WORK INSTRUCTIONS
Summarize the article below on cheetah assisted reproduction in two sentences.

GIVEN PASSAGE
Cornell Veterinary Student Publishes Findings on Cheetah Assisted Reproduction
The cheetah (Acinonyx jubatus) is classified as vulnerable on the International Union for Conservation of Nature (IUCN) Red List of Threatened Species, and scientists have implemented assisted reproductive techniques to aid conservation efforts. Carolina Baquerizo, a fourth-year veterinary student at the Cornell University College of Veterinary Medicine, was lead author on a Frontiers in Conservation Science paper on the effects of various anesthetic drugs on cheetah sperm quality.
Cheetahs are studied in the wild and under managed care to help bolster their populations, which historically suffered a significant bottleneck—a significant decrease in genetic diversity. Such decreases in genetic diversity can have adverse effects on population growth and resilience against diseases. Assisted reproductive technologies such as artificial insemination and in vitro fertilization can help augment breeding programs and yield more genetically diverse population of cheetahs.

GIVEN ENTRIES
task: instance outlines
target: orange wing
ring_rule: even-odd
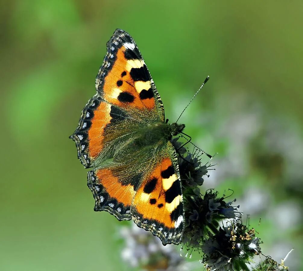
[[[70,137],[76,142],[78,158],[86,168],[112,157],[115,142],[108,142],[107,129],[130,119],[125,112],[102,100],[98,94],[88,101],[82,111],[78,127]],[[114,134],[110,135],[115,139]]]
[[[130,207],[135,193],[134,186],[122,184],[115,176],[114,168],[90,171],[88,180],[95,201],[95,211],[106,211],[119,220],[131,219]]]
[[[102,98],[129,110],[164,121],[163,105],[135,41],[117,29],[107,43],[107,53],[96,79]]]
[[[140,123],[164,120],[160,96],[132,38],[117,29],[107,47],[96,80],[98,93],[84,107],[78,126],[70,137],[75,142],[78,158],[87,168],[112,157],[115,145],[121,143],[116,140],[123,137],[121,133],[112,129],[107,133],[109,126],[123,122],[124,127],[128,123],[131,127],[132,122],[135,127]]]
[[[136,193],[131,212],[135,223],[158,236],[164,245],[181,241],[184,224],[177,164],[164,158]]]

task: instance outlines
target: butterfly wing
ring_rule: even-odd
[[[116,146],[127,141],[134,132],[126,135],[125,128],[164,120],[159,93],[132,37],[117,29],[107,45],[96,80],[97,93],[84,107],[78,127],[70,137],[86,168],[112,157]]]
[[[184,216],[174,148],[169,142],[158,150],[128,148],[140,129],[164,122],[162,102],[131,37],[117,29],[107,46],[96,78],[97,94],[70,137],[82,164],[95,167],[88,173],[88,183],[95,210],[107,211],[120,220],[132,219],[164,244],[179,243]],[[152,190],[151,176],[157,180]]]
[[[128,163],[112,162],[88,172],[95,210],[107,211],[119,220],[132,219],[164,245],[179,244],[184,215],[175,149],[168,141],[153,157],[142,160],[136,155]]]
[[[97,91],[113,104],[132,111],[139,109],[142,116],[155,116],[164,121],[163,104],[132,38],[117,29],[107,45],[107,53],[96,79]]]

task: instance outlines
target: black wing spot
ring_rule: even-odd
[[[139,94],[140,99],[142,100],[145,99],[149,99],[154,97],[154,92],[150,88],[148,90],[142,90]]]
[[[143,189],[143,191],[145,193],[150,194],[156,187],[156,184],[158,180],[156,178],[153,178],[147,182]]]
[[[155,198],[151,198],[149,200],[149,202],[151,204],[152,204],[153,205],[154,204],[155,204],[157,200]]]
[[[167,169],[161,172],[161,176],[164,179],[168,179],[174,174],[175,169],[172,166],[170,166]]]
[[[119,94],[118,99],[121,103],[132,103],[135,97],[128,92],[121,92]]]
[[[178,180],[175,181],[169,188],[165,192],[165,201],[171,203],[177,196],[181,195],[181,188]]]
[[[146,82],[150,80],[149,74],[145,64],[141,68],[132,68],[129,74],[134,81]]]

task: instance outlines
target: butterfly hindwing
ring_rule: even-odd
[[[131,209],[135,223],[159,237],[164,245],[179,243],[184,227],[175,151],[170,142],[167,145],[162,159],[136,191]]]

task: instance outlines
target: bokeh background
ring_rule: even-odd
[[[121,224],[93,211],[68,137],[117,28],[134,38],[171,121],[219,165],[263,253],[302,270],[300,1],[1,1],[0,270],[132,270]],[[205,162],[206,162],[206,158]],[[261,217],[259,225],[259,219]],[[201,266],[202,268],[202,266]]]

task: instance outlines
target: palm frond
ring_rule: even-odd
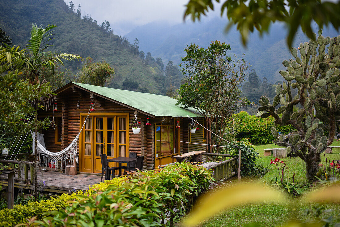
[[[51,68],[52,71],[54,71],[56,64],[60,64],[64,65],[63,60],[67,60],[71,61],[76,59],[81,58],[81,57],[79,54],[72,54],[70,53],[63,53],[57,54],[55,56],[41,63],[41,65],[44,66]]]
[[[46,52],[44,51],[53,45],[49,42],[54,38],[51,36],[53,34],[53,29],[56,27],[54,25],[49,25],[45,29],[42,28],[42,25],[38,27],[36,24],[32,24],[32,28],[31,30],[31,37],[28,40],[29,44],[26,45],[26,48],[30,50],[33,54],[31,60],[35,64],[35,62],[45,55]]]
[[[32,67],[27,57],[27,49],[20,50],[19,46],[11,47],[6,44],[1,48],[2,51],[0,52],[0,65],[6,65],[9,70],[16,68],[19,71],[26,66]]]

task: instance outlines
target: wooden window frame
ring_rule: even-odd
[[[56,144],[61,145],[62,144],[61,141],[58,141],[58,137],[59,137],[58,136],[58,131],[59,129],[59,128],[58,127],[58,123],[60,123],[60,125],[61,126],[61,128],[60,129],[61,130],[62,130],[63,128],[63,126],[61,125],[62,123],[62,119],[61,119],[61,118],[59,117],[56,117],[55,120],[55,121],[54,122],[55,123],[55,143]],[[61,136],[63,136],[62,132],[61,132],[62,133]]]
[[[172,156],[176,155],[176,154],[179,154],[180,153],[180,132],[177,133],[177,141],[178,141],[178,144],[176,144],[175,143],[175,136],[176,136],[176,131],[175,130],[176,129],[176,126],[177,125],[177,124],[175,124],[174,122],[174,123],[173,125],[157,125],[156,124],[155,124],[155,159],[158,159],[162,158],[166,158],[166,157],[169,157],[169,156]],[[160,129],[160,130],[162,130],[162,126],[173,126],[173,148],[176,148],[176,149],[177,150],[176,151],[176,152],[174,152],[173,154],[171,154],[170,155],[166,155],[164,156],[162,156],[162,155],[158,156],[156,158],[156,130],[157,129],[157,127],[158,126],[160,126],[161,127]],[[162,138],[161,138],[161,140],[162,140]],[[161,148],[162,148],[162,146],[161,146]],[[161,155],[162,155],[162,148],[161,148],[160,152]]]

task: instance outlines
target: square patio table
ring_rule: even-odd
[[[125,157],[118,157],[118,158],[115,158],[113,159],[108,159],[106,160],[106,169],[108,169],[108,163],[111,162],[116,162],[117,163],[119,163],[119,167],[122,167],[122,163],[126,163],[127,164],[128,166],[127,166],[127,170],[128,172],[130,172],[130,163],[133,163],[134,162],[135,163],[136,161],[137,160],[137,159],[135,158],[126,158]],[[121,171],[121,168],[119,168],[119,171]],[[107,180],[108,179],[108,171],[105,171],[105,179]]]

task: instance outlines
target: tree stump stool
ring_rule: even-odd
[[[287,150],[285,148],[273,148],[273,155],[274,158],[287,158]]]
[[[272,149],[270,148],[267,148],[265,149],[264,149],[263,150],[265,151],[265,156],[270,156],[271,155],[273,154]]]
[[[75,165],[69,165],[66,166],[66,169],[65,170],[65,174],[67,175],[75,175],[76,174],[76,166]]]
[[[332,147],[327,147],[326,149],[326,153],[332,154],[333,153],[333,151],[332,150]]]

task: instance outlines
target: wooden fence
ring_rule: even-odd
[[[214,177],[217,180],[225,178],[229,179],[237,175],[237,157],[227,154],[205,153],[207,161],[202,164],[208,169],[213,169]]]
[[[23,181],[28,180],[28,168],[30,167],[31,170],[31,183],[35,184],[36,198],[37,195],[37,168],[38,165],[37,162],[31,162],[21,161],[23,156],[27,156],[28,153],[19,154],[18,156],[19,160],[0,160],[0,174],[7,175],[7,207],[12,209],[13,207],[14,201],[14,174],[18,172],[18,178],[21,178]],[[3,158],[4,157],[0,158]],[[15,168],[16,164],[23,166],[24,168],[24,176],[21,176],[21,172],[18,171]]]

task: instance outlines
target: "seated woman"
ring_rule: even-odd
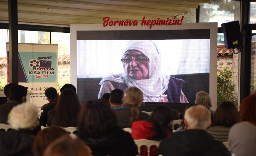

TASK RESPONSE
Cheetahs are listed as vulnerable on the IUCN Red List and historically went through a bottleneck that reduced their genetic diversity, so scientists use assisted reproductive techniques such as artificial insemination and in vitro fertilization to support breeding programs and produce more genetically diverse populations. Carolina Baquerizo, a fourth-year veterinary student at Cornell, was lead author on a Frontiers in Conservation Science paper about how various anesthetic drugs affect cheetah sperm quality.